# LATIHAN SINGKAT
Jawablah pertanyaan berikut berdasarkan teks tentang prediksi debat calon wakil presiden di bawah.
(a) Mengapa debat cawapres diperkirakan akan menarik?
(b) Apa yang harus ditunjukkan Sandi Uno kepada generasi "seangkatan Ma'ruf Amin"?
(c) Sumber apa yang dicantumkan pada akhir teks?

# POTONGAN DOKUMEN
Catatan I: Prediksi Debat Calon Wakil Presiden
Debat Cawapres diperkirakan akan menarik karena keduanya datang dari latar belakang berbeda dan menjadi simbol pertarungan dua generasi.
Juga akan semakin berbobot, dan berkualitas, apalagi jika Ma'ruf  Amin dan Sandi mampu mengelola orasi mereka sehingga menarik perhatian publik. Karena dua sosok Cawapres datang dari dua generasi berbeda itu diharapkan bisa meyakinkan publik dengan jawaban-jawaban yang diberikan.
Keduanya bisa menghadirkan tontonan politik yang edukatif, dan diharapkan bukan sekadar memberikan jawaban untuk 'mematikan' lawan bicara.
Pada debat ini, keduanya harus meyakinkan massa atau calon pemilih lawan. Itu bermakna. Sandi Uno, walau ia muda, harus bisa menunjukkan kepada generasi 'seangkatan Ma'ruf Amin' bahwa dirinya mampu, pas, pantas, dan berkualitas menjadi Wakil Presiden.
Hal yang sama pun harus dilakukan oleh Ma'ruf Amin kata dia, dalam artian, walau ia termasuk dari generasi "zaman old", namun ide, gagasan, pola pikir, serta kemampuannya diharapkan masih relevan untuk dengan generasi sekarang.
Dengan begitu masyarakat akan bisa menilai siapa sosok yang paling pantas untuk menjadi wakil presiden mendatang.
Kedua Cawapres tersebut selama ini memiliki rekam jejak yang baik dalam hal penguasaan seni mempengaruhi orang lain.
Dengan begitu maka debat diperkirakan akan berlangsung seru dan menarik serta diharapkan tetap edukatif bagi masyarakat di Tanah Air, [Sumber, Antara].

# CUPLIKAN DATA
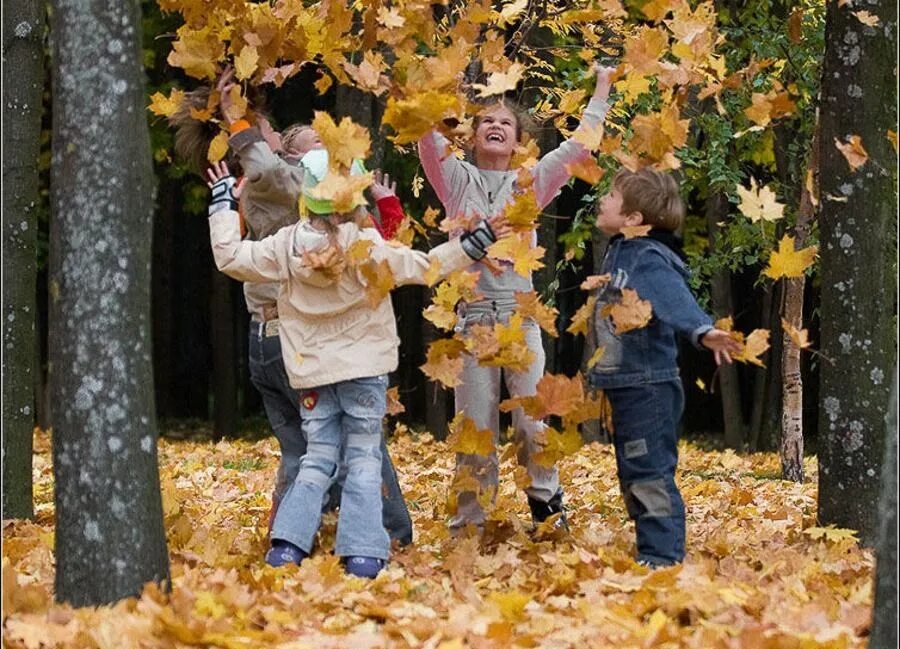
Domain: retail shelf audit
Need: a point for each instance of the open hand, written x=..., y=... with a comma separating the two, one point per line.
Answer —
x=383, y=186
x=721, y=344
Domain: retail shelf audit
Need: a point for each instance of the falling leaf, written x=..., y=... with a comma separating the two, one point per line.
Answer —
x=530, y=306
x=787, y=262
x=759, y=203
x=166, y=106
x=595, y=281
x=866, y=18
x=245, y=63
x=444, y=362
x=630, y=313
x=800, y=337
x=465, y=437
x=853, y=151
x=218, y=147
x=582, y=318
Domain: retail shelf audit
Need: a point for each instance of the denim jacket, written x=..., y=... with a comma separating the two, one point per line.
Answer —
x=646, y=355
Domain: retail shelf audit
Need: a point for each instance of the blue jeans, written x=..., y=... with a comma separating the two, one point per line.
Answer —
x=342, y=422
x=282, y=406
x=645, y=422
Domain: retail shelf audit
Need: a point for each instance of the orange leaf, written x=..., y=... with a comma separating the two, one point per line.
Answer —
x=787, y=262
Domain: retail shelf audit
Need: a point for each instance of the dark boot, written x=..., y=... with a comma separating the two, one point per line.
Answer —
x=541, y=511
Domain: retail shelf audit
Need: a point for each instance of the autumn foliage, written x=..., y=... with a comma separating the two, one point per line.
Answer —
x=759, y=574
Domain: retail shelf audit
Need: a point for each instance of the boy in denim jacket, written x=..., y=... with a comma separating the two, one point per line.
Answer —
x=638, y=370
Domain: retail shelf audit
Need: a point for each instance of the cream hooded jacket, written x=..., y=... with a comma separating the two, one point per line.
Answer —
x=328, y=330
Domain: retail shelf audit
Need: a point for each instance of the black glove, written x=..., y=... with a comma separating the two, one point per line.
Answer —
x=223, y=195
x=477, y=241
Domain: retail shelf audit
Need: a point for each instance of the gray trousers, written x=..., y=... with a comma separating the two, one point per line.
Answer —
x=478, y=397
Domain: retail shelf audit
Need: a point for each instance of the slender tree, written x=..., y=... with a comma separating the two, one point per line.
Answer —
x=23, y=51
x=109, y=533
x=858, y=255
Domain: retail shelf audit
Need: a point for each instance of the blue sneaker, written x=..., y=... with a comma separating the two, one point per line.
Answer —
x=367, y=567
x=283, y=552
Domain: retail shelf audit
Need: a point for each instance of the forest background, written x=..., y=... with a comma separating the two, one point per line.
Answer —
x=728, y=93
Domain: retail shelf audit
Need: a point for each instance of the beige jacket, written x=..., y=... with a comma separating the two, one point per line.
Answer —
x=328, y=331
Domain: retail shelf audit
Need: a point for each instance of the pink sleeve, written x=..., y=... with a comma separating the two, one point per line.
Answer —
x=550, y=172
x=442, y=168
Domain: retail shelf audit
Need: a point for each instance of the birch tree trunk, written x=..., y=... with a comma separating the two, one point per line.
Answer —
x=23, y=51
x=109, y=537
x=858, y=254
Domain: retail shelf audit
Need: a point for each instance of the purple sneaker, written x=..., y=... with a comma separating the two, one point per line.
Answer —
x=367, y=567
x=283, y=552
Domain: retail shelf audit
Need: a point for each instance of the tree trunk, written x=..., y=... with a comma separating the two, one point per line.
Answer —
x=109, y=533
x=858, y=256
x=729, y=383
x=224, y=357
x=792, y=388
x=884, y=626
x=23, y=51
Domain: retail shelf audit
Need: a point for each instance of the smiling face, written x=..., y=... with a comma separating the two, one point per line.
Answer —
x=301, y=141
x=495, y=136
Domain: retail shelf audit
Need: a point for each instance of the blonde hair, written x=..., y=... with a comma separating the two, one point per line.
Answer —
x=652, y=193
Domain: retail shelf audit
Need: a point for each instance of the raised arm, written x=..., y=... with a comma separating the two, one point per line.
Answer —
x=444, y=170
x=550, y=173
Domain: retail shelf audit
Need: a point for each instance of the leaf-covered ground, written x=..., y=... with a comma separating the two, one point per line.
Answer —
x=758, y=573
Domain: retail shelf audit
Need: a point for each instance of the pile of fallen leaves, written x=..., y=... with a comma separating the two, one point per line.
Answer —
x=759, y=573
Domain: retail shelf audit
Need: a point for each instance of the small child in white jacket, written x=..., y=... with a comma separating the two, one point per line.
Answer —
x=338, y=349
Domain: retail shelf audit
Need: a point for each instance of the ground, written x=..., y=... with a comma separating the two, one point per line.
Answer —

# KUNCI JAWABAN
(a) Karena keduanya datang dari latar belakang berbeda dan menjadi simbol pertarungan dua generasi.
(b) Bahwa dirinya mampu, pas, pantas, dan berkualitas menjadi Wakil Presiden.
(c) Antara.